Work item:
State how many lines in the following entries contain the word "that". No other output.

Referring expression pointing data
Segment Open
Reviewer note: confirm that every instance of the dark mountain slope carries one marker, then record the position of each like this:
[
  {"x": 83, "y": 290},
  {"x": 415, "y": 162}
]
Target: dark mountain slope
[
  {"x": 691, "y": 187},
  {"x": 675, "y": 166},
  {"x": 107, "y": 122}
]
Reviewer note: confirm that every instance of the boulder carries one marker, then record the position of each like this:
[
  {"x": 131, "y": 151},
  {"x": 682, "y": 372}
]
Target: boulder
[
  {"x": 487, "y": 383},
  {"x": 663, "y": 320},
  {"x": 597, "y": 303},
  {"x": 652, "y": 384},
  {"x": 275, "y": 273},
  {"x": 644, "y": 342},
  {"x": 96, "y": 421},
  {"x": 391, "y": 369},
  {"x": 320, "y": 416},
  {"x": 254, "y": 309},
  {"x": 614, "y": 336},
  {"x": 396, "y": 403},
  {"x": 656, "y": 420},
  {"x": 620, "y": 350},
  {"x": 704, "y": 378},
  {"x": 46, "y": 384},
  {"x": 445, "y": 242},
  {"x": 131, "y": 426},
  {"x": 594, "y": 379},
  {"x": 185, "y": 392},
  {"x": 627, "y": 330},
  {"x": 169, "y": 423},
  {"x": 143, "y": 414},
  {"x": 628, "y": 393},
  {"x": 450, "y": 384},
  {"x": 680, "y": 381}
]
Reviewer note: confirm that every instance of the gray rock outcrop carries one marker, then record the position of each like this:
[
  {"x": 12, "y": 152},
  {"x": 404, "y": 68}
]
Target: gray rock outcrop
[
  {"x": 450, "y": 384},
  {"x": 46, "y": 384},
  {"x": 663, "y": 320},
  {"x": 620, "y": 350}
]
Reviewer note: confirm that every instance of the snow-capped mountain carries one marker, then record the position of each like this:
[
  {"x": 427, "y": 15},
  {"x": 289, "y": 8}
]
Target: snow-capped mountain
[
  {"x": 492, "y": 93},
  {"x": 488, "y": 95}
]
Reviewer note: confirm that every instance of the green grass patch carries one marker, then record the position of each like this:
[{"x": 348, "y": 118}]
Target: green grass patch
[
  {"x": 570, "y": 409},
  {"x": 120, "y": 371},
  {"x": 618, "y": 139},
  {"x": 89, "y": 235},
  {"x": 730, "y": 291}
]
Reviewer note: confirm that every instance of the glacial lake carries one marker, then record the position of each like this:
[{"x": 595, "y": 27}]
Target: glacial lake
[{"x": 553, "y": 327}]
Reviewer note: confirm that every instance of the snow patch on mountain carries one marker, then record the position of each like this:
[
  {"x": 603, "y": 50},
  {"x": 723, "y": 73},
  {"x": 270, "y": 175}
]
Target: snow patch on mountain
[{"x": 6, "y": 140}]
Segment Closed
Result of this task:
7